RECORD LIST>
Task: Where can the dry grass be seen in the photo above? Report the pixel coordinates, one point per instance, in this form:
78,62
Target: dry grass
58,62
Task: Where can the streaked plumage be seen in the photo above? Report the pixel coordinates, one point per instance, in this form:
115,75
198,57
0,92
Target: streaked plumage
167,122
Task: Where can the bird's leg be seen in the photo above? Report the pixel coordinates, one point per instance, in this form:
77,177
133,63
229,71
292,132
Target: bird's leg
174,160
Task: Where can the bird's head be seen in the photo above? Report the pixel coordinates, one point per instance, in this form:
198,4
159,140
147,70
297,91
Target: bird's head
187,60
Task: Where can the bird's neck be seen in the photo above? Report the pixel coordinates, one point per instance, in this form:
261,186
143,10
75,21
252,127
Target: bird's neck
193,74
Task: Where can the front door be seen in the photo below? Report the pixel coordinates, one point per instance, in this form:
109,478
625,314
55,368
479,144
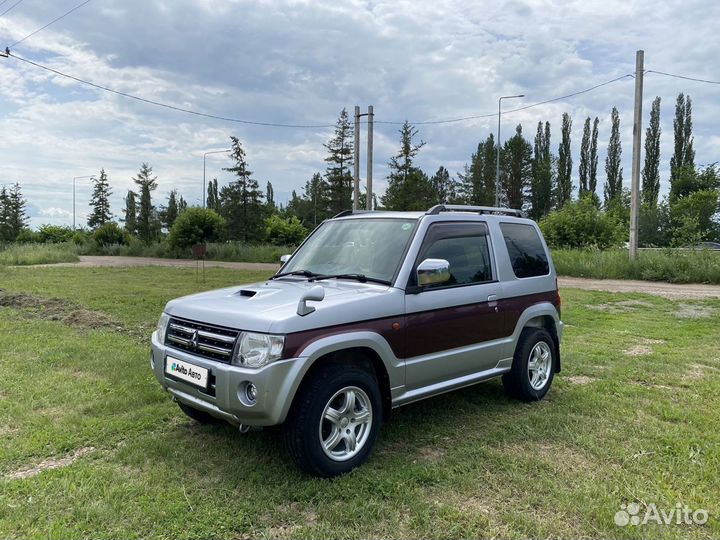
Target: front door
450,327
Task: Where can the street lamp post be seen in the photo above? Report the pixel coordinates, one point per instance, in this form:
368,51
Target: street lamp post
92,176
205,155
497,169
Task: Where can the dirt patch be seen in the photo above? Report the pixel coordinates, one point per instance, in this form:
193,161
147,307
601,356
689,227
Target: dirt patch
690,311
49,464
579,379
57,309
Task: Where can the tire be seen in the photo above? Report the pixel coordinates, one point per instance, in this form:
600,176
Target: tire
523,383
324,420
199,416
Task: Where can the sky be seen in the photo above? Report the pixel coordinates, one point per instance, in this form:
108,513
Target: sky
302,62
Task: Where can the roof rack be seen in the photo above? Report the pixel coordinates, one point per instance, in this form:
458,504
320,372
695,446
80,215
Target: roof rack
435,210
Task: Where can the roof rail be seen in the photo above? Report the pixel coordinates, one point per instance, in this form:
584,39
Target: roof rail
435,210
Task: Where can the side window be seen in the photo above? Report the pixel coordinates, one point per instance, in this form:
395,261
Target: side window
464,246
527,255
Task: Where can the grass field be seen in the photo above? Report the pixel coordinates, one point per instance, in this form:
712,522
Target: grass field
92,448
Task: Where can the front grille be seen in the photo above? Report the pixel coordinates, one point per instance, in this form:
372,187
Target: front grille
200,339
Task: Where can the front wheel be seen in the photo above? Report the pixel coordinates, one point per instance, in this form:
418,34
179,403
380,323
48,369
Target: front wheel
335,420
533,366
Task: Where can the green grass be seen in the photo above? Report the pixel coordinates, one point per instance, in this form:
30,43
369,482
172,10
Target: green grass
25,254
631,418
675,266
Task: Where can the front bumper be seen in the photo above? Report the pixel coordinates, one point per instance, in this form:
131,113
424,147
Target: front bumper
276,384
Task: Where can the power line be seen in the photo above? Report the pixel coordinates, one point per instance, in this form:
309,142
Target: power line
491,115
682,77
10,8
167,106
51,22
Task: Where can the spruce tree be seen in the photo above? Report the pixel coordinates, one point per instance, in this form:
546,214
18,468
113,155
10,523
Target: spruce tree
613,162
100,202
651,169
148,224
241,201
130,212
682,162
592,174
408,187
171,211
340,161
564,164
584,167
516,165
542,174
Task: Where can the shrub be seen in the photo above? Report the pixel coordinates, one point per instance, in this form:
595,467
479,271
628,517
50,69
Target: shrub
581,224
109,234
55,234
195,226
284,231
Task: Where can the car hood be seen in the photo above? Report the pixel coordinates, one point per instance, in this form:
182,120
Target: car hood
271,306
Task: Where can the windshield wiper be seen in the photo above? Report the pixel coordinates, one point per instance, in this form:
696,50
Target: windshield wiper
362,278
305,273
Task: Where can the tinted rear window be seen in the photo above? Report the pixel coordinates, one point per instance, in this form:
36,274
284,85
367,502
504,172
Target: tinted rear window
527,254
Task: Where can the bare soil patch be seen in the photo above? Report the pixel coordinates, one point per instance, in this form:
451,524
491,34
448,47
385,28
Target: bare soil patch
57,309
49,464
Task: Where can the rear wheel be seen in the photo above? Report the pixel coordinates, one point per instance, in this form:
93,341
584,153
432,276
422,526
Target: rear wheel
533,366
199,416
334,421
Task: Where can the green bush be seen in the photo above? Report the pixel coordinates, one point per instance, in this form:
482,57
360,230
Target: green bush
195,226
284,231
581,224
109,234
55,234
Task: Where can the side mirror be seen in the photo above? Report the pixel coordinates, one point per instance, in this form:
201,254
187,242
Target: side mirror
433,272
316,294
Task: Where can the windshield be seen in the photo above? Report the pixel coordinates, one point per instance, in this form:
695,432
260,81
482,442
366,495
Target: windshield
371,247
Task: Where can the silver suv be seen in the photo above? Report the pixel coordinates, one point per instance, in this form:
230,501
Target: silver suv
373,311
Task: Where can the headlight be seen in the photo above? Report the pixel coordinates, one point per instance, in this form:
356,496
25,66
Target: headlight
257,350
162,327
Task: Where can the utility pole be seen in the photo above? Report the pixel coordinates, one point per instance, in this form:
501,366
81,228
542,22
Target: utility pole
637,136
368,194
356,163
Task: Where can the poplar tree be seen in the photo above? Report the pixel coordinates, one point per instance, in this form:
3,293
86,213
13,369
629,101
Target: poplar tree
564,164
100,202
651,168
613,162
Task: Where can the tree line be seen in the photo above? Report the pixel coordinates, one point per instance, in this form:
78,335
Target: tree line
533,178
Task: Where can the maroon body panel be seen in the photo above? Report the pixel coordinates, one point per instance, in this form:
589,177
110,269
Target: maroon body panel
435,330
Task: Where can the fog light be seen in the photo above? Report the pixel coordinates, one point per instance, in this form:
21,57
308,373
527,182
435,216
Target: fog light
251,392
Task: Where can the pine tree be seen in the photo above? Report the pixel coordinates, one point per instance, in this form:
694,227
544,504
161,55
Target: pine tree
171,211
682,161
542,177
613,162
516,165
213,200
148,223
651,169
340,160
477,182
100,202
584,167
241,200
130,212
592,173
564,165
408,187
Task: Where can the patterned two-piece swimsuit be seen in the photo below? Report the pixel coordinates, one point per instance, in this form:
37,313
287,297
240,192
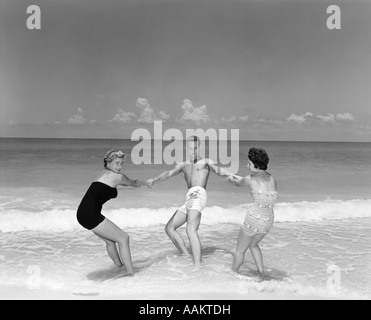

PROMPT>
Identify every line above that contains the word "pole" and copy each such line in full.

RESULT>
Task: Where can the utility pole be seen in the photo above? Report the pixel coordinates, one point per instance, in this form:
Target: utility pole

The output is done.